[Text under study — start]
Rep. Khanna introduces legislation to add third gender option for US passports!
We are deeply grateful to California Representative Ro Khanna for introducing legislation today, which we are proud to have worked with his office on, that would allow non-binary U.S. citizens to be recognized with an X instead of an M or an F on passports. One of our founding missions–along with ending the practice of subjecting intersex infants and minors to medically unnecessary surgeries which aim to make them typically male or female–is to attain legal gender recognition for intersex adults who do not feel accurately represented by male or female markers.
We believe that adults paving the way for this recognition is critical to ending human rights abuses against intersex people. It creates a world in which parents of intersex children who wish to love them and leave them as-is, know that if their children grow up to be neither boys/men nor girls/women there will be a legally recognized place for them. As we have seen, some intersex children whose parents did not subject them to this innately discriminatory practice are growing up to feel and identify as non-binary, as our E.D. Hida Viloria experienced.
As Viloria stated in the press release by Congressman Khanna’s office:
“Intersex and non-binary people exist, as numerous cultures have always acknowledged and twenty-three U.S. states do today. Yet we’re targets of discrimination–such as being subjected, as infants, to irreversible, medically unnecessary surgeries that aim to make intersex people male or female–because our society only recognizes male or female citizens. Many intersex and non-binary people want to accurately identify ourselves on federal documents, like the vast majority of people who can easily check male or female do, and allowing us to do so simply upholds our nation’s goal of equality for all citizens.”
Viloria has openly identified as non-binary as well as intersex for over two decades, as seen in the 1999 documentary Gendernauts., in which they speak about feeling neither male nor female but somewhere in “the middle ground.” As detailed in their memoir Born Both: An Intersex Life (Hachette Books), Viloria struggled for years in a culture which wanted them to choose between being a man or a woman–until they fully embraced their identity despite the fact that it remained misunderstood, stigmatized and nameless at the time. Over the years, terms for this gender identity–“genderqueer” and later, “non-binary”–emerged, and the community grew, but the legal erasure remained.
[Text under study — finish]
[Data to examine — start]
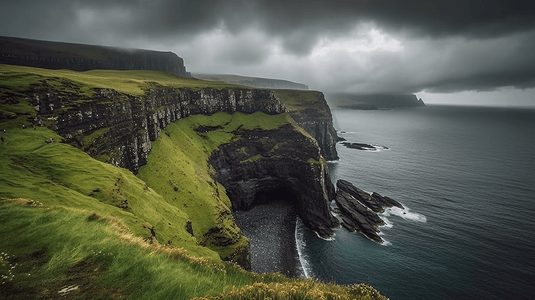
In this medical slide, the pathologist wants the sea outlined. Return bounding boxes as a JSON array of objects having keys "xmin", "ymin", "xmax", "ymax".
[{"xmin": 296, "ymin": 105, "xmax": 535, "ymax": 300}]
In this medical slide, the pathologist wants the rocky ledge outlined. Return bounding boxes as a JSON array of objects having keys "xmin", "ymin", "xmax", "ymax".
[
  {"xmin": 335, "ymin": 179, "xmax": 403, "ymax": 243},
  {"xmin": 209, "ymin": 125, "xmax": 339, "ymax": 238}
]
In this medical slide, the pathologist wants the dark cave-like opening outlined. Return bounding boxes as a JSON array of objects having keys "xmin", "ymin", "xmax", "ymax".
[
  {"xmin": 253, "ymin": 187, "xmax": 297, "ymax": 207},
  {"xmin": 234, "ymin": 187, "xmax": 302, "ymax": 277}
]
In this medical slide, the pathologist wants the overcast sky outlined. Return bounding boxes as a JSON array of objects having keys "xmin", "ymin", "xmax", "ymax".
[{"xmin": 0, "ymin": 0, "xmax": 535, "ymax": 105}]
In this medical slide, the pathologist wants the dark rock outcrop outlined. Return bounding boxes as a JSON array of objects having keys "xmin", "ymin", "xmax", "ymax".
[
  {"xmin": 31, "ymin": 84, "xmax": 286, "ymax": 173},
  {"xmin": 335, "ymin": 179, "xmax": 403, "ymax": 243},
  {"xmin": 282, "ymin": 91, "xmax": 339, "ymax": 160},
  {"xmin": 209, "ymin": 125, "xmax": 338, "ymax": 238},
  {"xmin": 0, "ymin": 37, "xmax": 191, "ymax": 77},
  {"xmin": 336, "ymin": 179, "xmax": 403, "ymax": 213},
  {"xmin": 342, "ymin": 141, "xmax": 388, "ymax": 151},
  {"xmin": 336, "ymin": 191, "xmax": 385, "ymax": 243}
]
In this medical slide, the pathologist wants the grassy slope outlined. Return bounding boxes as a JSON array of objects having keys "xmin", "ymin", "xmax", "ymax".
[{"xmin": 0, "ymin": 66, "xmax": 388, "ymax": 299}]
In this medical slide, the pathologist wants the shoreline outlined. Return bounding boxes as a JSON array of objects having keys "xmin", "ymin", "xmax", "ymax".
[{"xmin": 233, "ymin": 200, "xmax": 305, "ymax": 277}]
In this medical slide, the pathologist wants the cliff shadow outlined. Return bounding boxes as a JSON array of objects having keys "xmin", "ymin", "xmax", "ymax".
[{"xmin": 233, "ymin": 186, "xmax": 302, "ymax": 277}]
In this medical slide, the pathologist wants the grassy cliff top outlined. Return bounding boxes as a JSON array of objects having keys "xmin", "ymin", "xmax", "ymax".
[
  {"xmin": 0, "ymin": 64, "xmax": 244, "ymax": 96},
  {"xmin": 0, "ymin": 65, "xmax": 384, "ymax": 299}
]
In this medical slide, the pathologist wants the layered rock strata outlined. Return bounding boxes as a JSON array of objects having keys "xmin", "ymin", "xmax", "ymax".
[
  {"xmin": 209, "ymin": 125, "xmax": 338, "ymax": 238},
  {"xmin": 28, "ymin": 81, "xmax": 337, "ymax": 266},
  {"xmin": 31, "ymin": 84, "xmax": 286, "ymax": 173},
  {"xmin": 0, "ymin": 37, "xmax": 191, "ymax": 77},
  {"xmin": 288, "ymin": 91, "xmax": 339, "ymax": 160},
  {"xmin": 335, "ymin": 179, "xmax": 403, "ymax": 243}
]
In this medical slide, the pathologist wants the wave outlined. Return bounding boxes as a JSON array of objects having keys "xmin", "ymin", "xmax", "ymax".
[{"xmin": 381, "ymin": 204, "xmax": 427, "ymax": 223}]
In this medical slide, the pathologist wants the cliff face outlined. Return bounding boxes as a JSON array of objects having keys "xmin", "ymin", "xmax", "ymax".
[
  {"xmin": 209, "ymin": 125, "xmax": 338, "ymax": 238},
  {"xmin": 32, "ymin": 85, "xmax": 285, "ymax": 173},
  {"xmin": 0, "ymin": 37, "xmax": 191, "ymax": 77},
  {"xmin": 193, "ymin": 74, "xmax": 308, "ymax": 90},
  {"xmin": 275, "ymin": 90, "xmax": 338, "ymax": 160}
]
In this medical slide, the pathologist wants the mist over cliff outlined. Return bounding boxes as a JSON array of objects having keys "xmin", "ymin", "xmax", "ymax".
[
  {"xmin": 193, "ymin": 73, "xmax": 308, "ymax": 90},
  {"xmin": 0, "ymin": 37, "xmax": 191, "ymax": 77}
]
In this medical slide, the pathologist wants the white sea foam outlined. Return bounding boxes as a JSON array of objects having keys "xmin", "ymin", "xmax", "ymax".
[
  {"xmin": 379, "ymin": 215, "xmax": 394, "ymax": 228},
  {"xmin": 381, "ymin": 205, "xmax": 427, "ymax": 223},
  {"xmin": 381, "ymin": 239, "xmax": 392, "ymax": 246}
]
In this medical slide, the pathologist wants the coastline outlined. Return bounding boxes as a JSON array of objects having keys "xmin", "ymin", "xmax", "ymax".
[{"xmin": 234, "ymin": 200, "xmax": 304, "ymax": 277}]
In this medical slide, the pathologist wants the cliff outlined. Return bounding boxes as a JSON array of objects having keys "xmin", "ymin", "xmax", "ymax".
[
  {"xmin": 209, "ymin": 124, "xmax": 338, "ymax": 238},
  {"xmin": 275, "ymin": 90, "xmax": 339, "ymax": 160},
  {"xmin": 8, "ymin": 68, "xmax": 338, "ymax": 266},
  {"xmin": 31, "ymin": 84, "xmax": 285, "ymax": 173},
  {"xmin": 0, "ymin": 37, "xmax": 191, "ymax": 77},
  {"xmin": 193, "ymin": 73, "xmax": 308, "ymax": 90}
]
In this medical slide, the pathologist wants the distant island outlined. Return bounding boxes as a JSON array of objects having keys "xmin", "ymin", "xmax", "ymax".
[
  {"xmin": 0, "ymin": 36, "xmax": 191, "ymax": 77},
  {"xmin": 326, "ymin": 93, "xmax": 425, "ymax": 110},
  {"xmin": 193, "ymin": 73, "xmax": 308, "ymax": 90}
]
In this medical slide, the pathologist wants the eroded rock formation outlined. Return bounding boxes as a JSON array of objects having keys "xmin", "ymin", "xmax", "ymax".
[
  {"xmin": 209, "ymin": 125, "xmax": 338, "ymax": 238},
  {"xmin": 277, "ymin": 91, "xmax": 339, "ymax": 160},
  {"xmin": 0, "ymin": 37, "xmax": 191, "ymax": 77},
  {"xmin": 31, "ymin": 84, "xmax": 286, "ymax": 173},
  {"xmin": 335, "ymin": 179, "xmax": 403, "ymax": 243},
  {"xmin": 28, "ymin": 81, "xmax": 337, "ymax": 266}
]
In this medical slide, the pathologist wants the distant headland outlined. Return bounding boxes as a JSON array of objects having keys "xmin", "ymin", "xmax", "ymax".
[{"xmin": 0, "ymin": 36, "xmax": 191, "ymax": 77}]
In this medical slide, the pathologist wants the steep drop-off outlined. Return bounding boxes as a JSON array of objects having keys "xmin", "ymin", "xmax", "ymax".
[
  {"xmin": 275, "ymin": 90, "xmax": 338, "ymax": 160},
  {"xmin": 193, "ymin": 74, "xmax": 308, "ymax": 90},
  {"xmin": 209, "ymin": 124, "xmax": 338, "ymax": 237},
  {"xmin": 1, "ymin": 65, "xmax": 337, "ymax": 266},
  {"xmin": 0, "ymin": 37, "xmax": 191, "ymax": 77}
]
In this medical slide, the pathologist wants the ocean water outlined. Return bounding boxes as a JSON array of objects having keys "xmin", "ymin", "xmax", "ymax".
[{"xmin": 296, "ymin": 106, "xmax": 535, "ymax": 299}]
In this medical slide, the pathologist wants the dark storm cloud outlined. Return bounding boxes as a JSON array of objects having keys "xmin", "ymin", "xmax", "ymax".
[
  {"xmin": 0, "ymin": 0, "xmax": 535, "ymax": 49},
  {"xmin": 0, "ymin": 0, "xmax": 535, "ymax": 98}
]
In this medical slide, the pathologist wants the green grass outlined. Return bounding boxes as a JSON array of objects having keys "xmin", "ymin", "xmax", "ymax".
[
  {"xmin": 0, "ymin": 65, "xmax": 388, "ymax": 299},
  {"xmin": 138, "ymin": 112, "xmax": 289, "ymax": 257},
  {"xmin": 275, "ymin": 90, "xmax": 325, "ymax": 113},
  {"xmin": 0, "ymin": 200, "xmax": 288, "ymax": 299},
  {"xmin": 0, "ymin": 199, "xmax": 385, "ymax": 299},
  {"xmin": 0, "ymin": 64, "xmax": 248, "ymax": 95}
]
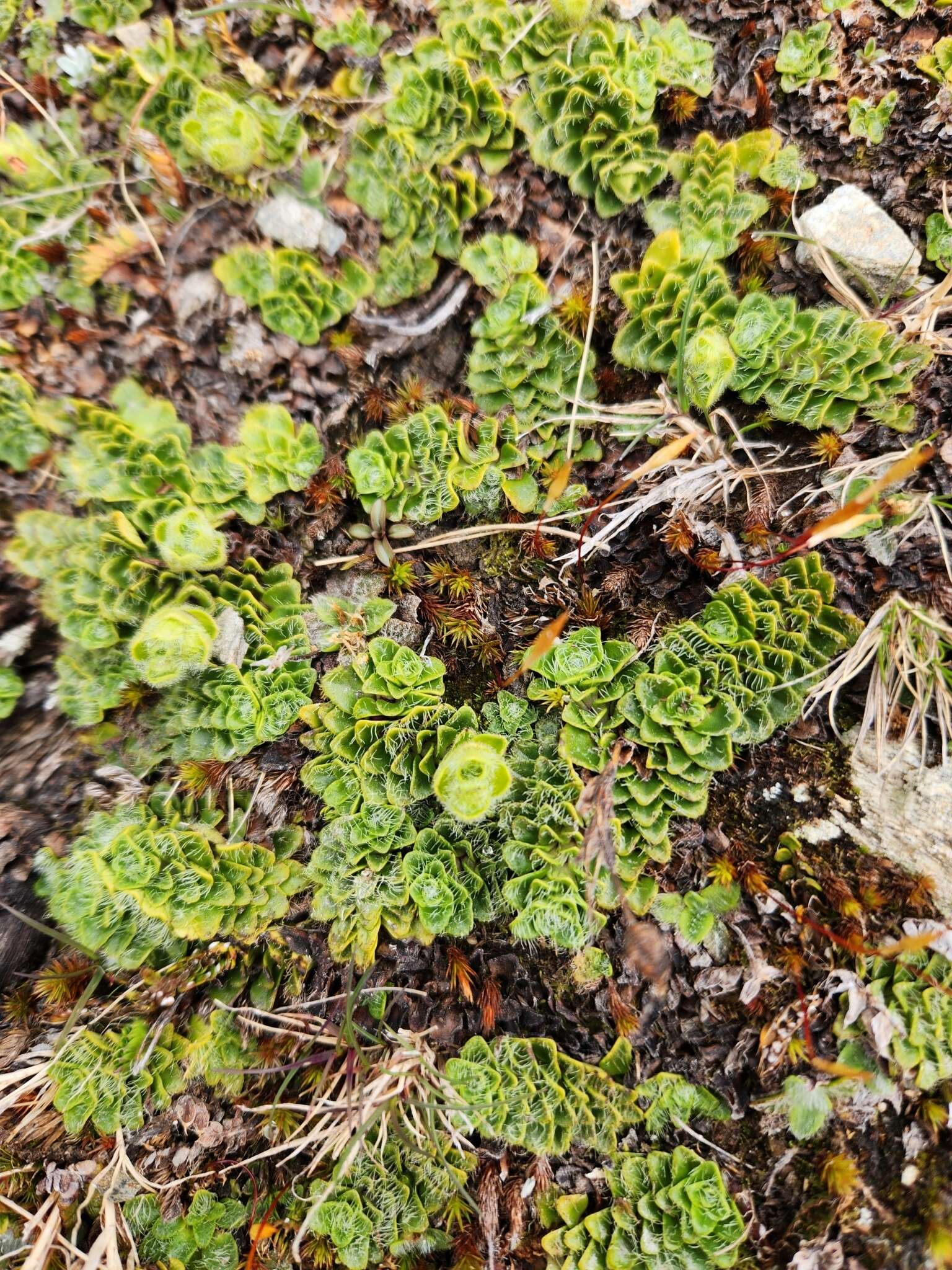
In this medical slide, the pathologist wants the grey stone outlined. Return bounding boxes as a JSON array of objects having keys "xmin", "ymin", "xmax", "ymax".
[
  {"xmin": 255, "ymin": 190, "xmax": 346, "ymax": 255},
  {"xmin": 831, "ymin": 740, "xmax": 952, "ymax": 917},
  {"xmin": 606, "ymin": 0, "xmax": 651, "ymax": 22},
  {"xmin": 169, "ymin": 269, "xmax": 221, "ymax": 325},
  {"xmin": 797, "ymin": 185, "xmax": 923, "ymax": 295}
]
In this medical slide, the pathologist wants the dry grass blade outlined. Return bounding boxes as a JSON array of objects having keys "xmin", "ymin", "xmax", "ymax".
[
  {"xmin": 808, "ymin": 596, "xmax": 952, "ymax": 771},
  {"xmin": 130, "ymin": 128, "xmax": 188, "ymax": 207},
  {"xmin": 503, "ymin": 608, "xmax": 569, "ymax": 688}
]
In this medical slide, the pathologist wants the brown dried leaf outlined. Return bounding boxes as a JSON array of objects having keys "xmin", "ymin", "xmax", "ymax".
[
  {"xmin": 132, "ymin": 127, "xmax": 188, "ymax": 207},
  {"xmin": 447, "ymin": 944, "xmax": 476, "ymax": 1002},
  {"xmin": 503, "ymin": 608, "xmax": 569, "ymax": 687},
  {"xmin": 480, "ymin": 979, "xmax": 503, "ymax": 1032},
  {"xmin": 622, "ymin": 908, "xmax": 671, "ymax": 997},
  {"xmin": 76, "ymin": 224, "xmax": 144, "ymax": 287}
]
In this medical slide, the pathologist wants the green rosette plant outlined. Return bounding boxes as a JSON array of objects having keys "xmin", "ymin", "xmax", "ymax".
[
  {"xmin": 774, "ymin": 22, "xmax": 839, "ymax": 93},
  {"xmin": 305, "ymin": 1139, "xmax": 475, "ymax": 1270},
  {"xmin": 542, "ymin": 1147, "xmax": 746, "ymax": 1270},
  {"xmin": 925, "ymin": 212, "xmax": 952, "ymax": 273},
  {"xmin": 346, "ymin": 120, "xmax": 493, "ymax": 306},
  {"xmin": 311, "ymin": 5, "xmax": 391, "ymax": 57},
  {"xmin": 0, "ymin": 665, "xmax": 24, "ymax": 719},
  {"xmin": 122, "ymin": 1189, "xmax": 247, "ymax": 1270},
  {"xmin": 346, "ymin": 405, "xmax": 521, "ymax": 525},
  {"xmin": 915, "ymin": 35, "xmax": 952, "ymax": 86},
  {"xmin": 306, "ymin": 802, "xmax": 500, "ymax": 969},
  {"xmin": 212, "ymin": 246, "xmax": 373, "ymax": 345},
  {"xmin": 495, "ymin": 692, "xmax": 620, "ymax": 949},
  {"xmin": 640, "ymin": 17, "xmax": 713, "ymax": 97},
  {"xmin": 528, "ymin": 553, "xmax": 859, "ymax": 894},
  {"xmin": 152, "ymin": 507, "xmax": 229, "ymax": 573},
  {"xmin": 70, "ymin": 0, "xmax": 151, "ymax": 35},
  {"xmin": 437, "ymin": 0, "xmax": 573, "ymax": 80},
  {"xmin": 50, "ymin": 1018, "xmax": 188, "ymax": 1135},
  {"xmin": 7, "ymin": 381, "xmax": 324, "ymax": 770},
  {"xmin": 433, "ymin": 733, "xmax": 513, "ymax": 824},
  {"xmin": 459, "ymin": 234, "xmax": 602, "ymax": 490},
[Data to examine — finish]
Task: From the post about the passport bill, pull out the stretch that begins at the words "We believe that" and stops after "Hida Viloria experienced.", copying it word for word.

Answer to the exercise:
We believe that adults paving the way for this recognition is critical to ending human rights abuses against intersex people. It creates a world in which parents of intersex children who wish to love them and leave them as-is, know that if their children grow up to be neither boys/men nor girls/women there will be a legally recognized place for them. As we have seen, some intersex children whose parents did not subject them to this innately discriminatory practice are growing up to feel and identify as non-binary, as our E.D. Hida Viloria experienced.